PROBLEM TO SOLVE.
Images are not part of the copy; transcribe all the data exactly.

Items from a data source.
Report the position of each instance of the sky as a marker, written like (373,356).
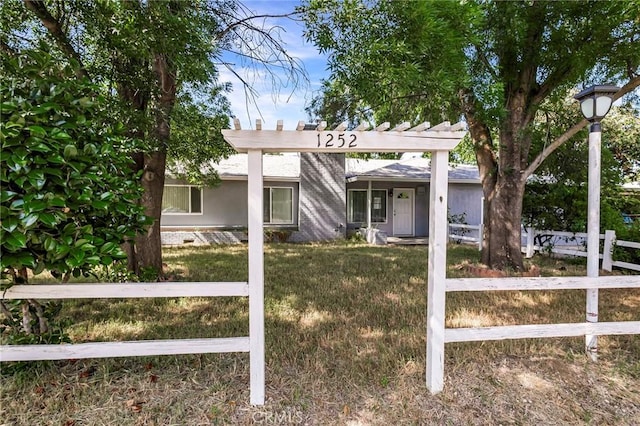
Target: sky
(289,104)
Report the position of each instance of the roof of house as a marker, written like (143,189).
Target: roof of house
(287,167)
(418,169)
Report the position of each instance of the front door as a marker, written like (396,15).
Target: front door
(403,212)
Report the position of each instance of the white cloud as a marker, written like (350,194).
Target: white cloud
(276,103)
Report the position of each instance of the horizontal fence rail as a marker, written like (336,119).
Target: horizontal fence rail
(129,290)
(130,348)
(458,233)
(474,334)
(574,244)
(541,283)
(532,331)
(121,349)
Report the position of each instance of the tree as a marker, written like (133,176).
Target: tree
(493,63)
(69,196)
(159,60)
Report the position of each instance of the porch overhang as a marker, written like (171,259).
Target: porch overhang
(443,137)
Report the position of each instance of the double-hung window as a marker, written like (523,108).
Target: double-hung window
(182,199)
(357,206)
(278,205)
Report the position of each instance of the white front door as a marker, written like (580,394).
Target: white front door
(403,212)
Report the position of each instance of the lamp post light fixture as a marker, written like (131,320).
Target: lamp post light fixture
(595,103)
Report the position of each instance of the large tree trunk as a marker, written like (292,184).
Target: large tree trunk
(147,251)
(503,187)
(501,245)
(148,247)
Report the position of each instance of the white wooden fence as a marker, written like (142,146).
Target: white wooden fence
(438,334)
(458,233)
(574,244)
(132,348)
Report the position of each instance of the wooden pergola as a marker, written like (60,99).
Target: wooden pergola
(438,140)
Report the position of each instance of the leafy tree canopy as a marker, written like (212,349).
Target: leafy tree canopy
(69,195)
(494,63)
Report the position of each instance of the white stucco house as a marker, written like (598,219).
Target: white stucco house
(316,197)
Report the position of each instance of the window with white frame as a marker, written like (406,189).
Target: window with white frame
(278,205)
(357,206)
(182,199)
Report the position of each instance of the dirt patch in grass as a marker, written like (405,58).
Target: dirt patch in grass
(345,342)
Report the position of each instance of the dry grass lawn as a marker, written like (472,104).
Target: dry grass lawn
(345,343)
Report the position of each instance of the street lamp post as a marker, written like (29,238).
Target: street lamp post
(595,103)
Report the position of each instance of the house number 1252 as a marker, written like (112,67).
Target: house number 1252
(328,140)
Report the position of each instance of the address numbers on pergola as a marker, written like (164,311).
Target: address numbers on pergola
(439,140)
(401,138)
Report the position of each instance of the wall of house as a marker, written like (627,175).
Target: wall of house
(466,199)
(224,208)
(463,198)
(322,198)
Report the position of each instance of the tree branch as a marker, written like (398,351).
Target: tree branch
(631,85)
(55,29)
(4,47)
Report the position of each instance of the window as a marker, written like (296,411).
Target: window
(357,206)
(278,205)
(181,199)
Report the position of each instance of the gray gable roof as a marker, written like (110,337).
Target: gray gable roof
(287,167)
(416,169)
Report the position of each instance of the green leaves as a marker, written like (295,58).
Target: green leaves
(68,198)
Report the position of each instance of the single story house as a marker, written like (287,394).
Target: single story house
(316,197)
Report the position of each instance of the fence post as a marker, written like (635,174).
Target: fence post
(256,278)
(607,250)
(530,239)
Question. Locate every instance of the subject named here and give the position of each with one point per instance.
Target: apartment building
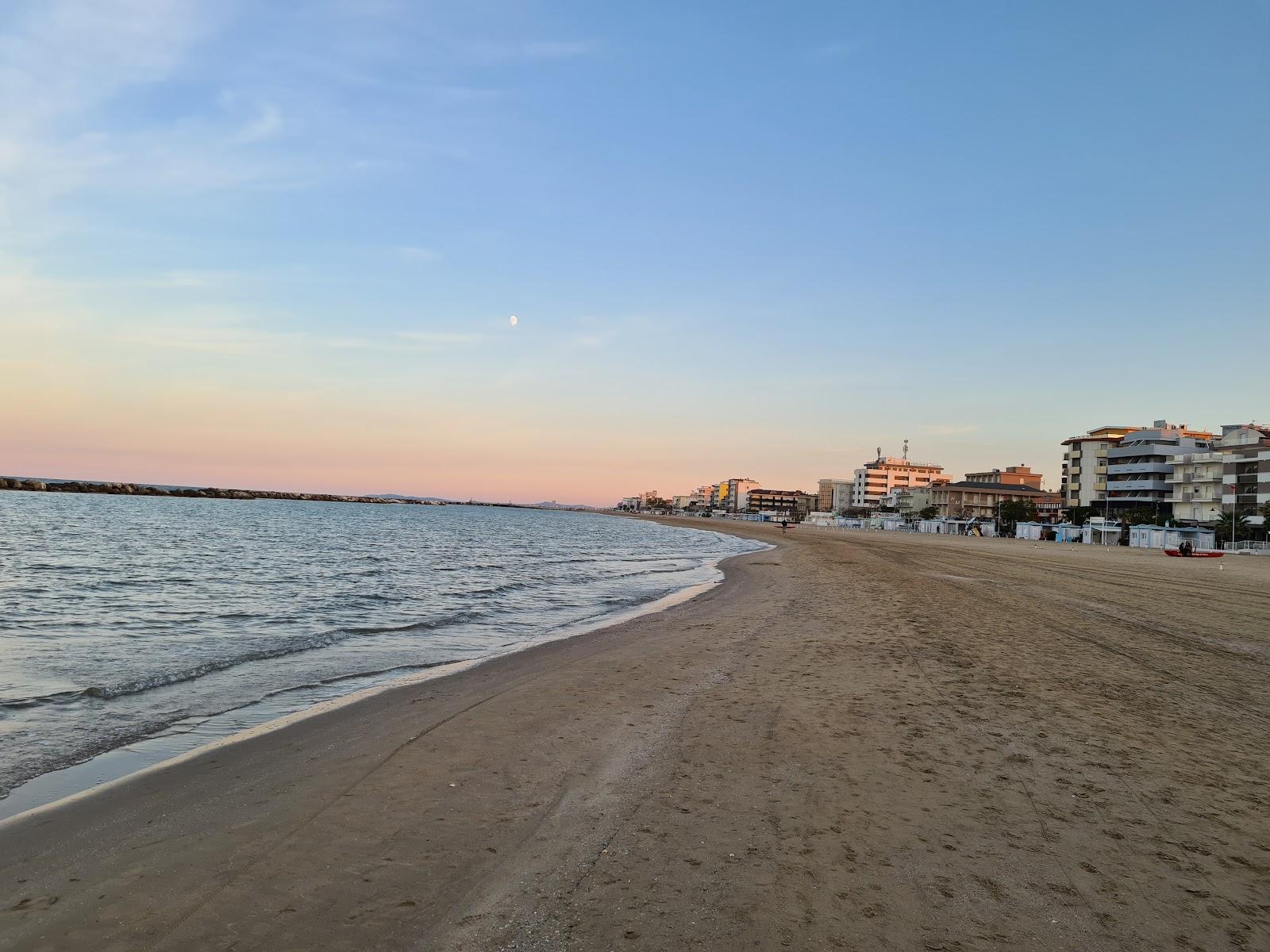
(781, 503)
(835, 495)
(979, 501)
(730, 495)
(1195, 486)
(1246, 471)
(1085, 465)
(1140, 465)
(1010, 476)
(879, 476)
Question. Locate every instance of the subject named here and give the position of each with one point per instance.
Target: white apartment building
(1138, 467)
(1085, 465)
(835, 495)
(1197, 482)
(1195, 486)
(878, 478)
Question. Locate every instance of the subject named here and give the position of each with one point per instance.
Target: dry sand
(857, 742)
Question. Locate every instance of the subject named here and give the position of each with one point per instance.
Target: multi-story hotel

OUTPUT FOR THIS TASK.
Report the position of each instance of the sky as a marker, written like (373,356).
Target: sky
(289,104)
Report the position of each instance of the roof of house as a marker, written like (143,189).
Target: roof of house
(287,167)
(418,169)
Report the position of each instance of the front door as a marker, written like (396,15).
Target: front door
(403,212)
Report the position of each instance of the white cloud as a marker, written like (350,194).
Target: white cloud
(276,103)
Report the position of each instance of the horizontal fence rail as a marker, written like (336,119).
Target: horizontal fence rail
(129,290)
(130,348)
(458,233)
(474,334)
(574,244)
(541,283)
(532,331)
(121,349)
Report the position of each instance of the tree as a marker, written like (133,176).
Target: tree
(493,63)
(69,196)
(159,60)
Report the position of each instance of the porch overhang as a marker, written like (171,259).
Target: porch overhang
(443,137)
Report the position of each instance of the double-hung window as a marker, written like (523,108).
Target: double-hung window
(182,199)
(357,206)
(278,205)
Report the position of each instance of the white front door as a marker, written like (580,394).
Target: white front door
(403,212)
Report the position of each instance of the lamp post light fixture as a marker, written like (131,320).
Target: lamp post light fixture
(595,103)
Report the position of each instance of the large tree trunk as a marker, written like (292,184).
Target: large tree trunk
(147,251)
(503,187)
(501,245)
(148,247)
Report the position of each instance of the white wooden fence as a marker, written like (142,146).
Target: white wooden fence
(438,334)
(458,233)
(574,244)
(132,348)
Report the position of each instance of the wooden pergola as a marker, written like (60,99).
Target: wooden pergola
(438,140)
Report the position of each instance of the leafy tree canopy as a marker, written like (212,349).
Target: leafy tree canopy
(69,195)
(494,63)
Report the position of each instance of the white stucco house as a marker, written like (598,219).
Target: white stucco house
(316,197)
Report the position of each instance of the window with white frame as a marker, written like (406,189).
Target: window with white frame
(278,205)
(357,206)
(182,199)
Report the position of each instance of the dirt patch in grass as a marker, written like (405,58).
Target: dirt patch in grass
(345,342)
Report the position of each instance of the dry grass lawn as a marker, written like (472,104).
Target: dry grass lawn
(345,343)
Report the position of each instance of the street lamp post as a marker, written like (29,238).
Target: street lamp post
(595,103)
Report the position of each instance of the house number 1252 as a marker, written like (112,67).
Target: house number 1252
(328,140)
Report the position of each instance of the address numbers on pergola as a marker, written like (164,311).
Target: address numbers on pergola
(439,140)
(401,138)
Report the position of each instance of the wall of house as a marker, written like (627,175).
Target: wall of house
(466,199)
(224,208)
(463,198)
(322,198)
Report the position of each instance of the tree branch as a marker, written like (398,351).
Target: tree branch
(631,85)
(55,29)
(4,47)
Report the position of each instance of the window as a marker, written like (296,411).
Target: window
(357,206)
(278,205)
(181,199)
Report the position of each instance of the gray gable roof as a marker, written like (110,337).
Target: gray gable roof
(287,167)
(416,169)
Report the position of each instance of the green leaves as a marker, written like (295,58).
Target: green leaves
(68,198)
Report the position of each instance of the single story house as a marker, written like (287,394).
Target: single story house
(316,197)
Report the position of each instance of the fence post as a marker, written like (635,174).
Target: fence post
(256,278)
(607,250)
(530,239)
Question. Locate every instance of the subject named here and give the position of each with one point per instance.
Target: apartment building
(781, 503)
(835, 495)
(979, 501)
(730, 495)
(1195, 486)
(1246, 471)
(1085, 465)
(1140, 465)
(1010, 476)
(879, 476)
Question. Locate every instance of the subject named here and give the position of each with one point per instance.
Target: white apartment building
(1138, 467)
(1085, 465)
(835, 495)
(1197, 482)
(1195, 486)
(878, 478)
Question. Locate every instance of the subject named here and give the position of each with one point per instance.
Target: dry sand
(857, 742)
Question. Locate every instance of the subject named here and give the position of each with one point per instance.
Target: multi-story hotel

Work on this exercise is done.